> **Supplied data**:
---------------
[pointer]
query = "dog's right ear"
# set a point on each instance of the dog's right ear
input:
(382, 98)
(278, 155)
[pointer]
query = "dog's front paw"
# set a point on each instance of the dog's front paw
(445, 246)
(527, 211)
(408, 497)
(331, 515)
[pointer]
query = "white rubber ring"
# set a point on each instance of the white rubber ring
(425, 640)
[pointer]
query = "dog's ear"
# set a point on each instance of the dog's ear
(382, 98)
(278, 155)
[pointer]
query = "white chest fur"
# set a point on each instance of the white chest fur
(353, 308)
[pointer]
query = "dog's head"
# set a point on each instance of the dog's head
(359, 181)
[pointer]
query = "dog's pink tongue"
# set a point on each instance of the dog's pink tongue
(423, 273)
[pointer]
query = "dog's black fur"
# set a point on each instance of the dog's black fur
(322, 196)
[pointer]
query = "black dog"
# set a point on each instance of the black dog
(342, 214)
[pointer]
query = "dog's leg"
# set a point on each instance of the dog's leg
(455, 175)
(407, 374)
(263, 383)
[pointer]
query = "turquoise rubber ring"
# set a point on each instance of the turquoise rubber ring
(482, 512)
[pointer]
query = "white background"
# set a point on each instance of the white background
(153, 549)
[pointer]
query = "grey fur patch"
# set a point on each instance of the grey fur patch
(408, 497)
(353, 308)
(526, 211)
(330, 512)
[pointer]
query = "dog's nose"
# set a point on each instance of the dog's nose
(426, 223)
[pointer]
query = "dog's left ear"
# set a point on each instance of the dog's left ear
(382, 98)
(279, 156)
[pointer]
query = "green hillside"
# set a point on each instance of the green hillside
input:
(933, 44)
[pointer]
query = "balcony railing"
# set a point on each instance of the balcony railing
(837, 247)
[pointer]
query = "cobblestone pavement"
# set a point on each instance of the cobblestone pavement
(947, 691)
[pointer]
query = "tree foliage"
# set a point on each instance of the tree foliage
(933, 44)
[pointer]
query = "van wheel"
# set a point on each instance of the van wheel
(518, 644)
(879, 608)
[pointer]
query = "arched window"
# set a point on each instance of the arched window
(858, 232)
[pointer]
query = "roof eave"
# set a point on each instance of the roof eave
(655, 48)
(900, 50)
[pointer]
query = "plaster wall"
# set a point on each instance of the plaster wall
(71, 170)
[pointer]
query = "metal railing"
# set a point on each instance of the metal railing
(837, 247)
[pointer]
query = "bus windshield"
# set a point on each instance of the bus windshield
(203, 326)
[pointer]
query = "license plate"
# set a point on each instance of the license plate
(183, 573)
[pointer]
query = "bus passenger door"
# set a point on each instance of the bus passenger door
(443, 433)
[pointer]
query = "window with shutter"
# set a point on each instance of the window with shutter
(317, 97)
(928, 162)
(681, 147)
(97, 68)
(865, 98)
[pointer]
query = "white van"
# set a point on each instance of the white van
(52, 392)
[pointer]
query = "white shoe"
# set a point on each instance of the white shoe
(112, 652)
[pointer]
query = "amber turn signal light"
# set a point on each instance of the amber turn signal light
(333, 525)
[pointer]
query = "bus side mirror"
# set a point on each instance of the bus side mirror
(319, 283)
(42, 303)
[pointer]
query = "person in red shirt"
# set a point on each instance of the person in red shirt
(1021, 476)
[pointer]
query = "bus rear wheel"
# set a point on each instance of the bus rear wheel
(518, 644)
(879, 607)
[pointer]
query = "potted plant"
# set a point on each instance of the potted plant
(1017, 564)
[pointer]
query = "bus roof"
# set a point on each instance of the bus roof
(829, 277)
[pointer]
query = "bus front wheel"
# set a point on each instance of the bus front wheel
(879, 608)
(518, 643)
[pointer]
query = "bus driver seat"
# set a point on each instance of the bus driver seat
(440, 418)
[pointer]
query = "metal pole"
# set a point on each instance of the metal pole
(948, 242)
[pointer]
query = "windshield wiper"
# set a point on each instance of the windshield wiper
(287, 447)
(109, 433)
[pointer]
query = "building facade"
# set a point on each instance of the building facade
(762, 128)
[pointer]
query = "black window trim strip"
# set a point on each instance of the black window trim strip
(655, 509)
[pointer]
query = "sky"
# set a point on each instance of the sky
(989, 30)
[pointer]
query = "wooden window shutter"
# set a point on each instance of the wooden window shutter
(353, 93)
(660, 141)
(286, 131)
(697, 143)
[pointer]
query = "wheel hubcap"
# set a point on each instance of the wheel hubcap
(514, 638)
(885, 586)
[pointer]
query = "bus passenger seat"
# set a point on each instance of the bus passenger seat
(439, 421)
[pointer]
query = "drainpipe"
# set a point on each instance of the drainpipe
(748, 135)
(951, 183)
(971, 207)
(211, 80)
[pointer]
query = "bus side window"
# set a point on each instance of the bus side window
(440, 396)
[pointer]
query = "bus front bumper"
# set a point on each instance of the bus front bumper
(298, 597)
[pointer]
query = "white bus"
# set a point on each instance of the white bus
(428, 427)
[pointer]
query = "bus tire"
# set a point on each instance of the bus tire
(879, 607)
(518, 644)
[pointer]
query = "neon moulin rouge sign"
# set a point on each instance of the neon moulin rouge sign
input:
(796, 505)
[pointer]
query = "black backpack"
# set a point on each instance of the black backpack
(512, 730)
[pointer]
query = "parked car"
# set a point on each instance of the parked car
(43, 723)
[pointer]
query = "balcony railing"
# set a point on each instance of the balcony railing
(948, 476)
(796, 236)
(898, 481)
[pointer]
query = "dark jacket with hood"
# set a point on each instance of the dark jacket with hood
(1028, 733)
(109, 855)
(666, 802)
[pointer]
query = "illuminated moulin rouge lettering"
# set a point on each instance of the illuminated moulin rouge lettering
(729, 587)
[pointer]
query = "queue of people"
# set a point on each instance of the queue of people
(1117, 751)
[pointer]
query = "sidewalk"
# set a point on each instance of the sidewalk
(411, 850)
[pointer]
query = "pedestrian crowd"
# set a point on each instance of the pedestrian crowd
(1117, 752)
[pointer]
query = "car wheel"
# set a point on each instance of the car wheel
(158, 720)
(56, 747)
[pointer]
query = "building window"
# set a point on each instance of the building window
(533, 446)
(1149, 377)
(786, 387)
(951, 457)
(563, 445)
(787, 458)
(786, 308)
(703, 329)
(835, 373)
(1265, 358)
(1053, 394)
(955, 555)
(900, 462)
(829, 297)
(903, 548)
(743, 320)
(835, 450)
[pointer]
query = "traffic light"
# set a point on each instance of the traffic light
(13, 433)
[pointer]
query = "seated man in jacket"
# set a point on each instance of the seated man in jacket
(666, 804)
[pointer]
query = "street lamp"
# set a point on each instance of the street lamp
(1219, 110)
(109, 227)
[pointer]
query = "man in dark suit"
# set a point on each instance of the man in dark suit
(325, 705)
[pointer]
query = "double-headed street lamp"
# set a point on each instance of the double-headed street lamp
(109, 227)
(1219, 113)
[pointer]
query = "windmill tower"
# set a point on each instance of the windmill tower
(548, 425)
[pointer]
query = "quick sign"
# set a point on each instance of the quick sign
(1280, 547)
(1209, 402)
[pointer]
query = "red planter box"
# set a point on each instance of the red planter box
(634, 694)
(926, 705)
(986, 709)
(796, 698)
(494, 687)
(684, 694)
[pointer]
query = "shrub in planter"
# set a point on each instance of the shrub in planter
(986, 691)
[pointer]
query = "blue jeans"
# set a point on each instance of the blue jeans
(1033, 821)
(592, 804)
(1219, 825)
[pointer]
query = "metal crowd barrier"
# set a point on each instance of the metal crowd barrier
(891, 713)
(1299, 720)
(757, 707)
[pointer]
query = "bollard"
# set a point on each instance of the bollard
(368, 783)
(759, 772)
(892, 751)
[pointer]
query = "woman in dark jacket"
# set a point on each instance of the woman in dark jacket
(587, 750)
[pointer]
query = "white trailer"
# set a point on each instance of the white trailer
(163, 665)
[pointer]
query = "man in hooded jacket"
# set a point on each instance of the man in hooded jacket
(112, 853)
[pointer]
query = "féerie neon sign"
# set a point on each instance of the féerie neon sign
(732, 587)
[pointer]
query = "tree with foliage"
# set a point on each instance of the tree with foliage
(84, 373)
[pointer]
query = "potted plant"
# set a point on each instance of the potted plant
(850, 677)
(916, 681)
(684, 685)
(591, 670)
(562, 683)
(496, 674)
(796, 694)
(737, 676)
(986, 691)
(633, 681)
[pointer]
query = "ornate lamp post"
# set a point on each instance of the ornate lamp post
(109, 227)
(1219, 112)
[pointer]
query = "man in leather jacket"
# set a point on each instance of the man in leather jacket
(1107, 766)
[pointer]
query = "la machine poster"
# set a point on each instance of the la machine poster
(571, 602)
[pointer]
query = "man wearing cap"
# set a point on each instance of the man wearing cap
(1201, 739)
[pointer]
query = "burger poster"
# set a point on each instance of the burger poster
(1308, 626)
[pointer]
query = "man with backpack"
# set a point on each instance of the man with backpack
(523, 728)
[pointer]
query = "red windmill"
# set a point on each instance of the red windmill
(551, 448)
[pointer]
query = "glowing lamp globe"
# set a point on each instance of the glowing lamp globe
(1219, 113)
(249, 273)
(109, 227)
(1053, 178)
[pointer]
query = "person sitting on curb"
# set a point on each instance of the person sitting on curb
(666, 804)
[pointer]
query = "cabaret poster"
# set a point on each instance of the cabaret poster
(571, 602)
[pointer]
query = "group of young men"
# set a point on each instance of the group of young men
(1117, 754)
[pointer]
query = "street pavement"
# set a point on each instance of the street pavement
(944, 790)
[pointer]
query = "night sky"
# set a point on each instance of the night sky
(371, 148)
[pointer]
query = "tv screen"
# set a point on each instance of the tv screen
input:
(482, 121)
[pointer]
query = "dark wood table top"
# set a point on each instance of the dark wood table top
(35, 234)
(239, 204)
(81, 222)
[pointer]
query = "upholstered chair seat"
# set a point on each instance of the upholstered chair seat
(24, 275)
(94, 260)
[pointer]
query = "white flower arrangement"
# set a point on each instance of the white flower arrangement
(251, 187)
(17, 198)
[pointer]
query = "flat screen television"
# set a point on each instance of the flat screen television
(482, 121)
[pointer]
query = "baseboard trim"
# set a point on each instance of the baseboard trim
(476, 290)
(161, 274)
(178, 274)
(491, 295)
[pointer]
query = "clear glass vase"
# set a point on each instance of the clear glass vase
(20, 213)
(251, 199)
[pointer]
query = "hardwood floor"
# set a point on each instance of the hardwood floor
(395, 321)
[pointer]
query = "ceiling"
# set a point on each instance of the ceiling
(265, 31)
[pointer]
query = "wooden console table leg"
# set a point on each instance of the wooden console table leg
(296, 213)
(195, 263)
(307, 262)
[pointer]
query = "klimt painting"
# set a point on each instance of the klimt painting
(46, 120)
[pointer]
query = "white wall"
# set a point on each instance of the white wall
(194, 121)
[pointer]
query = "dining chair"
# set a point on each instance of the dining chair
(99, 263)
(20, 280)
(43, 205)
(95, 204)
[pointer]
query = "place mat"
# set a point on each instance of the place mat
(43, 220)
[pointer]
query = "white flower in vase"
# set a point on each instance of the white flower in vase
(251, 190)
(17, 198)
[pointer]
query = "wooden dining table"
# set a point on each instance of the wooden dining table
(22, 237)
---------------
> **The task**: Locate every line in the entries above that contains the string "eave" and copy each one. Matching is case-sensitive.

> **Full solution**:
query = "roof eave"
# set a point on each instance of the roof eave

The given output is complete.